Task prompt
What you return must be the lines of the data that hold the word "above".

Entries supplied

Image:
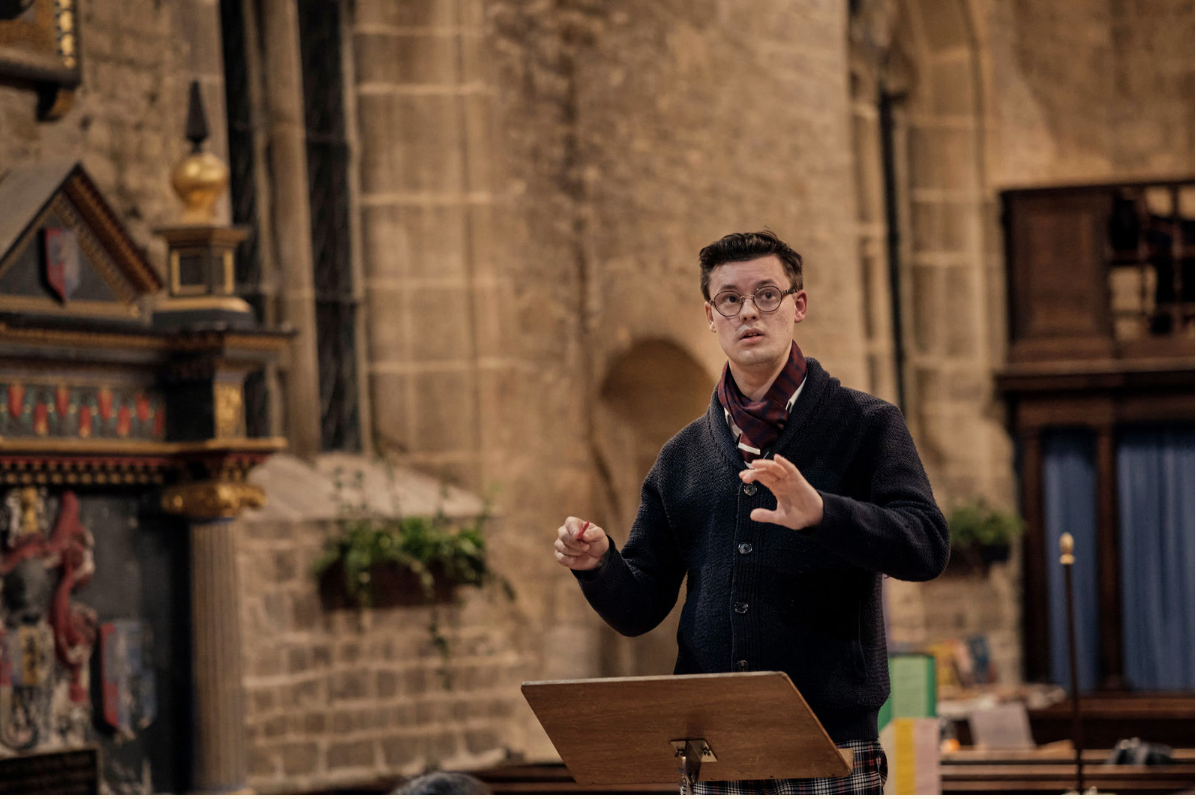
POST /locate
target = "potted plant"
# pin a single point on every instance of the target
(981, 535)
(385, 562)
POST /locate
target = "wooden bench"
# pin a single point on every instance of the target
(1054, 772)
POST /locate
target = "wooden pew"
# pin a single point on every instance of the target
(1054, 772)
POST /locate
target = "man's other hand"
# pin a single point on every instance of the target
(798, 505)
(585, 553)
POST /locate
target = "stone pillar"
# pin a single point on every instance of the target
(219, 707)
(425, 218)
(291, 220)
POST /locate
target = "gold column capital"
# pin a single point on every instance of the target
(212, 499)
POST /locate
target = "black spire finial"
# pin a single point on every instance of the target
(196, 120)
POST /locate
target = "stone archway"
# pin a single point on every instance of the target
(648, 392)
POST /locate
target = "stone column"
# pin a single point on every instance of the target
(219, 706)
(291, 219)
(421, 104)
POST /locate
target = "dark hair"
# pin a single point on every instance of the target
(443, 784)
(748, 246)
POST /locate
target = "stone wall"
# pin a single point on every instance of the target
(337, 697)
(129, 115)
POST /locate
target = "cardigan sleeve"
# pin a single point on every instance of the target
(899, 530)
(634, 590)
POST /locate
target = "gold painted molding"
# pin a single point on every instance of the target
(212, 499)
(48, 337)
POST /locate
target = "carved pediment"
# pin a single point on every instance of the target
(63, 252)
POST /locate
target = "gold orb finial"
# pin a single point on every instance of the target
(201, 178)
(1067, 549)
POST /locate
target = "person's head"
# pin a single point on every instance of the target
(443, 784)
(754, 297)
(749, 246)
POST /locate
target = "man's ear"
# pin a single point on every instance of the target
(799, 305)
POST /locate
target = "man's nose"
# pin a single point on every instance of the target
(749, 310)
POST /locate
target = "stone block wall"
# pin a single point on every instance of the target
(336, 697)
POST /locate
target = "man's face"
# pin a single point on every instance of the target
(751, 339)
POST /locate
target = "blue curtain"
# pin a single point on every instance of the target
(1069, 494)
(1155, 500)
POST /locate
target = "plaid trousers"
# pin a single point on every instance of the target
(870, 769)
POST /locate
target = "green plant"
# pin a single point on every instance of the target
(429, 548)
(976, 524)
(439, 555)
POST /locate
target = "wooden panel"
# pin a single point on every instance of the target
(617, 730)
(1057, 288)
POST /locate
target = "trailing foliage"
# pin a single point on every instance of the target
(429, 548)
(976, 524)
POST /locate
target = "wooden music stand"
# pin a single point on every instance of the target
(638, 730)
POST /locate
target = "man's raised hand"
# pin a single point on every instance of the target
(580, 546)
(798, 505)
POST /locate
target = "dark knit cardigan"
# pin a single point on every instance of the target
(761, 597)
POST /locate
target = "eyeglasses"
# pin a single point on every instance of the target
(766, 298)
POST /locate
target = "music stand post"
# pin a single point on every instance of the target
(638, 730)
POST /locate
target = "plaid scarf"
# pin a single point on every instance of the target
(762, 421)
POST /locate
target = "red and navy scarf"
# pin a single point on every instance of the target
(762, 421)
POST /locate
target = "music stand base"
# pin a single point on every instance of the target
(693, 752)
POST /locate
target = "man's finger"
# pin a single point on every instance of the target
(766, 479)
(573, 562)
(766, 467)
(567, 543)
(787, 465)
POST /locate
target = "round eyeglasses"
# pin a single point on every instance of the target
(766, 298)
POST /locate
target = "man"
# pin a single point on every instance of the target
(781, 507)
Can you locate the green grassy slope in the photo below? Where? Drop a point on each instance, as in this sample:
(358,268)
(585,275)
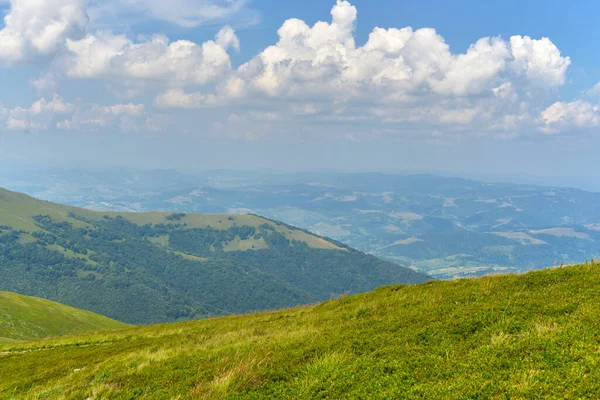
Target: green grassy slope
(18,210)
(166,267)
(28,318)
(529,336)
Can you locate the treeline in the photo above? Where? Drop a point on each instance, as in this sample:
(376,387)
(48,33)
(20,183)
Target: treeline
(111,267)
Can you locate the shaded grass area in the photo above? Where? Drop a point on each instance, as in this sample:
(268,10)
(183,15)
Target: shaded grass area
(28,318)
(516,336)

Answer for this exercise
Can you locate the treeline in the photo above? Where? Drop a point on each instance, as in this sample:
Can you locate the shaded grass area in the photo above? Where? Drop a point on each instance, as in this sample:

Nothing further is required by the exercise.